---- Task inputs

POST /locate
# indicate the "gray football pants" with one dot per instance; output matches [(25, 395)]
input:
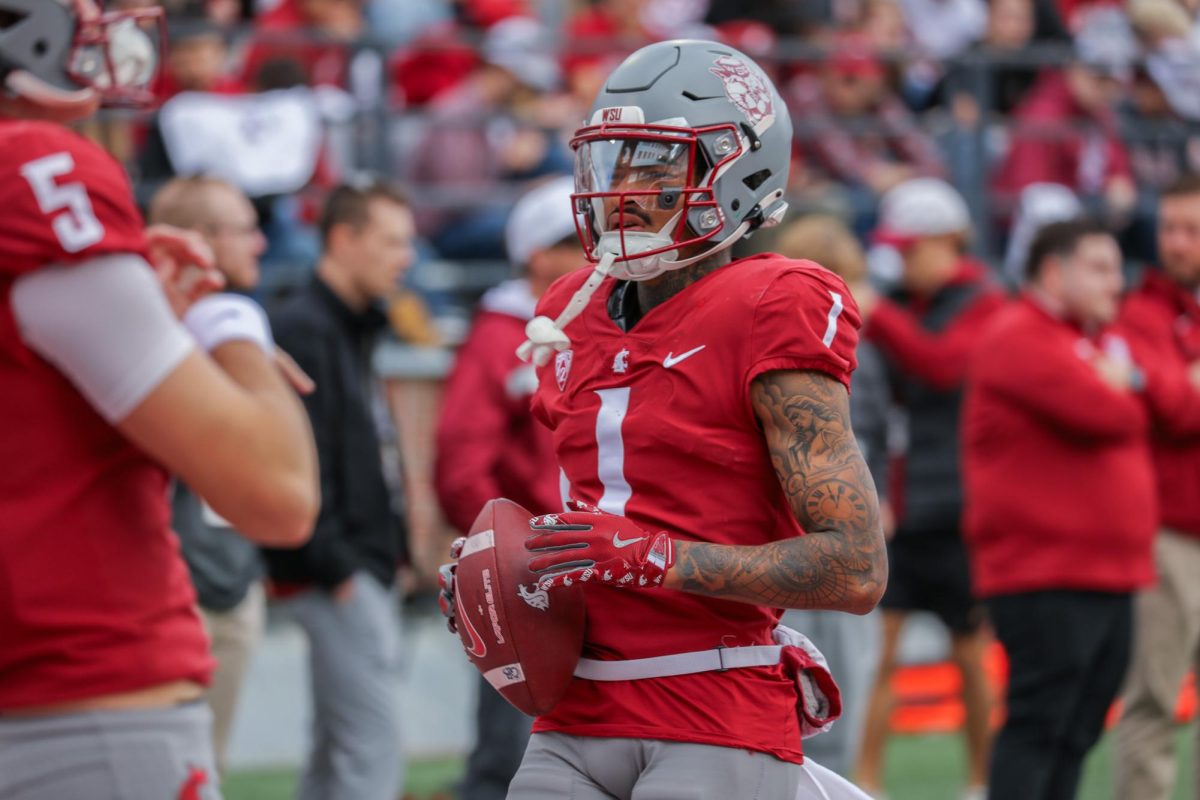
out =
[(354, 656), (143, 755)]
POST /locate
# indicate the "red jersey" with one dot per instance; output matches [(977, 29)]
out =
[(94, 595), (1060, 487), (489, 445), (657, 425)]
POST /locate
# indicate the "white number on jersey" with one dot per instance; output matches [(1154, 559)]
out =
[(73, 221), (611, 450)]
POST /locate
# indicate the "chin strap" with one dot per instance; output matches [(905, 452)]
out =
[(545, 335)]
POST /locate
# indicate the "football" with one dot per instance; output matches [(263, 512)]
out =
[(526, 641)]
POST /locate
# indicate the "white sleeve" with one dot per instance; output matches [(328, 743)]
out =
[(106, 325)]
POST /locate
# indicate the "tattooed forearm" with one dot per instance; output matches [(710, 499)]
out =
[(841, 563)]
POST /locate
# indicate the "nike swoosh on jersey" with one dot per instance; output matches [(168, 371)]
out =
[(672, 360)]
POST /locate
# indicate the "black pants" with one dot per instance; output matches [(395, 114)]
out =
[(1068, 651), (502, 734)]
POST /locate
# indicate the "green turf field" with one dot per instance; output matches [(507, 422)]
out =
[(919, 768)]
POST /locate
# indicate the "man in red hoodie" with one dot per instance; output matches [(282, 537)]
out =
[(1060, 505), (1163, 323), (489, 444)]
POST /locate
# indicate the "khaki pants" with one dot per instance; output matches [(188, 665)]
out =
[(1167, 644), (234, 635)]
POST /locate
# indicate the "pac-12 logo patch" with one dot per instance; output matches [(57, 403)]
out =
[(744, 88), (563, 368)]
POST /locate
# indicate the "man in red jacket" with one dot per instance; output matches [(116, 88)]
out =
[(1060, 505), (489, 444), (925, 331), (1163, 323)]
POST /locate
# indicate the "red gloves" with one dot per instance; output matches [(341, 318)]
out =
[(587, 545)]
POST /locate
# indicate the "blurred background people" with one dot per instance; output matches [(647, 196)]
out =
[(489, 444), (340, 585), (225, 567), (851, 644), (1162, 318), (927, 329), (1061, 507)]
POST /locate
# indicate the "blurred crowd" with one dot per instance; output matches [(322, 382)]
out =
[(939, 144)]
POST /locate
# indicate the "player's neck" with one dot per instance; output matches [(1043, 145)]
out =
[(660, 289)]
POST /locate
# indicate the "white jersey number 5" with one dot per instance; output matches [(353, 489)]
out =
[(73, 221)]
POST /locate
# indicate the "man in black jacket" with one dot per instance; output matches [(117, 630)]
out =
[(340, 585)]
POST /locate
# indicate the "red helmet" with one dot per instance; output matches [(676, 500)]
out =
[(64, 54)]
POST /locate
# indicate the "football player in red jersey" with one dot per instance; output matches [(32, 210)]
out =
[(115, 374), (699, 408)]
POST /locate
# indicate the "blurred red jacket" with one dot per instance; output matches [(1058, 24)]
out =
[(1059, 475), (1162, 320), (489, 444)]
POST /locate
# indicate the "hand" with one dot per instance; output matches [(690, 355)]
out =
[(586, 543), (445, 584), (1117, 374), (183, 260), (343, 591)]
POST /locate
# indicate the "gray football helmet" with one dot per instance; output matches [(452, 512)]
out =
[(685, 125), (58, 48)]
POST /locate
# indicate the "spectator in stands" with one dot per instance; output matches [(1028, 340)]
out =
[(855, 131), (225, 567), (851, 644), (927, 330), (1012, 26), (1061, 510), (1049, 144), (1162, 319), (339, 587), (489, 444), (484, 133)]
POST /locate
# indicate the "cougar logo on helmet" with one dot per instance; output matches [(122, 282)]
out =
[(744, 88)]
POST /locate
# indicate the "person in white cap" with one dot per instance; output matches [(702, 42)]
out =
[(927, 329), (489, 444)]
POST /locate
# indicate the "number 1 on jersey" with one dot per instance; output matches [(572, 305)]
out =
[(611, 450), (77, 226)]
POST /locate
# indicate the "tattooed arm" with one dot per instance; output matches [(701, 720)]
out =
[(841, 563)]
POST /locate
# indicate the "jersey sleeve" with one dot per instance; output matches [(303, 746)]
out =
[(65, 200), (805, 319)]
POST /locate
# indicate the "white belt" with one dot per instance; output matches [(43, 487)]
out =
[(681, 663)]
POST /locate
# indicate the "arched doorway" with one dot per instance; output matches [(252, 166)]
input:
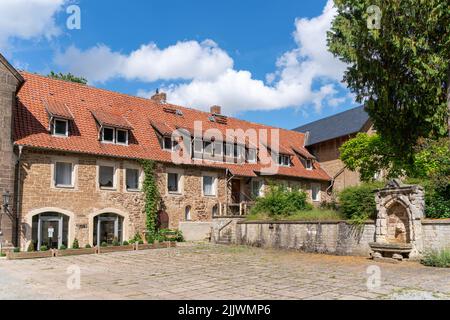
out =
[(108, 228), (398, 224), (50, 229)]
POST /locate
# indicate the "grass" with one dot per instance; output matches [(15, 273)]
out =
[(438, 259), (308, 215)]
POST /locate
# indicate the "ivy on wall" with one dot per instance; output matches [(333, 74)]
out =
[(152, 196)]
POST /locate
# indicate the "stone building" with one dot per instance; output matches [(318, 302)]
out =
[(10, 82), (79, 173), (326, 136)]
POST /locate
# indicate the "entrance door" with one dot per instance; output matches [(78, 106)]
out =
[(236, 191)]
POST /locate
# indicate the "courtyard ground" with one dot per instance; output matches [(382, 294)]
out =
[(206, 271)]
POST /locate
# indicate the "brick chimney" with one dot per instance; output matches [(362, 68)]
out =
[(216, 110), (159, 97)]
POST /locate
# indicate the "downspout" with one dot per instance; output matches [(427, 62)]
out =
[(18, 196)]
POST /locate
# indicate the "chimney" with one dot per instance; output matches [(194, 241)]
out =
[(159, 97), (216, 110)]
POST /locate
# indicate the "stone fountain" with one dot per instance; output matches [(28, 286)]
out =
[(398, 226)]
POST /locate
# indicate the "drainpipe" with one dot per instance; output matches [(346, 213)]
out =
[(18, 195)]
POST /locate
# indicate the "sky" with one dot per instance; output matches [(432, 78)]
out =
[(262, 61)]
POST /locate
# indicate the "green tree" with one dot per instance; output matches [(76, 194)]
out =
[(400, 69), (67, 77)]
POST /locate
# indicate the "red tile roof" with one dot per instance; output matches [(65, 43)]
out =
[(143, 115)]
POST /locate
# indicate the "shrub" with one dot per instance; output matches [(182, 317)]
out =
[(279, 201), (76, 244), (358, 203), (31, 247), (439, 259)]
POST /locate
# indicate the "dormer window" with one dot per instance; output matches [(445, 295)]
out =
[(113, 135), (60, 128), (284, 160)]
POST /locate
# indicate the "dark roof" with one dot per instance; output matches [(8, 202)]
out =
[(339, 125)]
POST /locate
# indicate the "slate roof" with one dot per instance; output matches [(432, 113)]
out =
[(144, 116), (339, 125)]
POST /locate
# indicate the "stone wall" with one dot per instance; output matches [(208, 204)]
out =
[(8, 86), (338, 238)]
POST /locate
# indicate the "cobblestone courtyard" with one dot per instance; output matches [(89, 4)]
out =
[(204, 271)]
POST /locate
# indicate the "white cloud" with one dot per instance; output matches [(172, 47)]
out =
[(307, 75), (185, 60), (28, 19)]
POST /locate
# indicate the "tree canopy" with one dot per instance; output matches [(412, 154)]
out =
[(398, 67), (67, 77)]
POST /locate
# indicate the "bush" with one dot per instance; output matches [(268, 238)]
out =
[(279, 201), (76, 244), (358, 203), (438, 259), (31, 247)]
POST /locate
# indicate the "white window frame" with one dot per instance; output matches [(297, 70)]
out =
[(115, 176), (54, 128), (140, 177), (114, 135), (214, 186), (126, 137), (74, 163), (180, 174), (319, 192), (309, 164)]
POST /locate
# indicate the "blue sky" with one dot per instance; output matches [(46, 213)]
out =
[(262, 61)]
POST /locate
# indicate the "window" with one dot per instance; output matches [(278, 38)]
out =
[(208, 147), (209, 186), (309, 164), (122, 136), (63, 174), (315, 192), (284, 160), (132, 179), (251, 155), (257, 188), (108, 135), (173, 183), (106, 177), (218, 149), (60, 127)]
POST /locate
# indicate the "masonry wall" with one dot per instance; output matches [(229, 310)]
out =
[(8, 85)]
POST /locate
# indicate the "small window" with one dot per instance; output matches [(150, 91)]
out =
[(251, 155), (315, 192), (63, 174), (132, 179), (106, 177), (284, 160), (173, 183), (122, 136), (208, 147), (108, 135), (209, 186), (218, 149), (61, 127)]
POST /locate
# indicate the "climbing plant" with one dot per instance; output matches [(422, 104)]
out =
[(152, 197)]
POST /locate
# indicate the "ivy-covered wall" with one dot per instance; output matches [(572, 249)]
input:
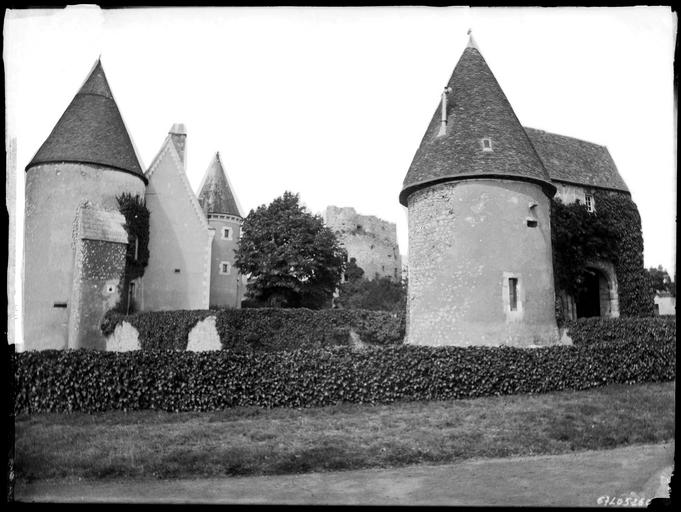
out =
[(611, 233), (136, 214)]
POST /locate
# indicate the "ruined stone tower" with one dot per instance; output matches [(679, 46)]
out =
[(74, 250), (478, 199), (220, 206)]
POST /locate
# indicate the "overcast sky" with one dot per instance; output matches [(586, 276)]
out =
[(332, 103)]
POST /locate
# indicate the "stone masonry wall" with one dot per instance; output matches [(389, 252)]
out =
[(53, 195), (467, 239), (368, 239)]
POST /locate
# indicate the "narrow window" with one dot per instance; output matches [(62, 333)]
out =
[(513, 293), (131, 296), (589, 200)]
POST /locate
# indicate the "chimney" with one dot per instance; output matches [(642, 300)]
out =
[(178, 134)]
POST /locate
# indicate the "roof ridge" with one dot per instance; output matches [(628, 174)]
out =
[(566, 136)]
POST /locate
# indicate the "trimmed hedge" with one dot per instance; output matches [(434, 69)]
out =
[(91, 381), (266, 329), (645, 329)]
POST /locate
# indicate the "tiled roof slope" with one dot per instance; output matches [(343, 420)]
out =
[(576, 161), (91, 131), (215, 193), (476, 108)]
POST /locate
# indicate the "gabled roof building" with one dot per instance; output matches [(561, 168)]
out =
[(478, 193), (76, 243)]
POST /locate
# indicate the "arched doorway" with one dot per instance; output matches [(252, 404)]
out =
[(599, 296), (589, 299)]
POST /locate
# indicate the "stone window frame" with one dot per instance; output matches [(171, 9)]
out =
[(518, 313), (590, 203)]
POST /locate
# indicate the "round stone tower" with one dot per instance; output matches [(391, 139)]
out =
[(88, 159), (222, 211), (478, 199)]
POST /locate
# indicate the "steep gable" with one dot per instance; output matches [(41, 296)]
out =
[(178, 273), (576, 161), (477, 109), (91, 131)]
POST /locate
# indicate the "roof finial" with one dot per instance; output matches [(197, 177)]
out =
[(471, 41)]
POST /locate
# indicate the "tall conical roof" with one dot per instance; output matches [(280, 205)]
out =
[(91, 131), (215, 194), (477, 109)]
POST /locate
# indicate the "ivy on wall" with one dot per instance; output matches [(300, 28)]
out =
[(620, 212), (611, 233), (136, 216)]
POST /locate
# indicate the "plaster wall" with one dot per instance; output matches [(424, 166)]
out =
[(124, 338), (466, 239), (53, 195), (666, 305), (98, 283), (368, 239), (226, 290), (178, 273)]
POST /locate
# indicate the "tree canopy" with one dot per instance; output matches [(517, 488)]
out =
[(660, 280), (290, 258)]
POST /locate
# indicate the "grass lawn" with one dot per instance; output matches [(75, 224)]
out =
[(254, 441)]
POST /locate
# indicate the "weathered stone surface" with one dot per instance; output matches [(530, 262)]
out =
[(465, 239), (204, 336), (124, 338), (54, 193)]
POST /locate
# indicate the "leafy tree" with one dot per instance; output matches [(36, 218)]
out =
[(660, 281), (290, 257), (382, 294)]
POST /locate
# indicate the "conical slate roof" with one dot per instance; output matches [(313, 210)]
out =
[(477, 108), (215, 194), (91, 131)]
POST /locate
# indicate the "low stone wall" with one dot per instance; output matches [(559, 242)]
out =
[(124, 338), (204, 336)]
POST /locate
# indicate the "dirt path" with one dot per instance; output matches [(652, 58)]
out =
[(571, 480)]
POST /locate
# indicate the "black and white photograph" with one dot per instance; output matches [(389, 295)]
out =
[(341, 255)]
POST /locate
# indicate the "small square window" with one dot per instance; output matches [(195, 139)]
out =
[(589, 200)]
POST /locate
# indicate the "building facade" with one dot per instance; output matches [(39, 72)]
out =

--------

* Problem description
Filter the records above down to every line that contains the word "masonry", treating case as significant.

* Reply to the exercise
# indicate the "masonry wall" with one dot per instance; output matches [(229, 310)]
# indicate the "stone masonry wall" with one dot per instance; output matches [(389, 252)]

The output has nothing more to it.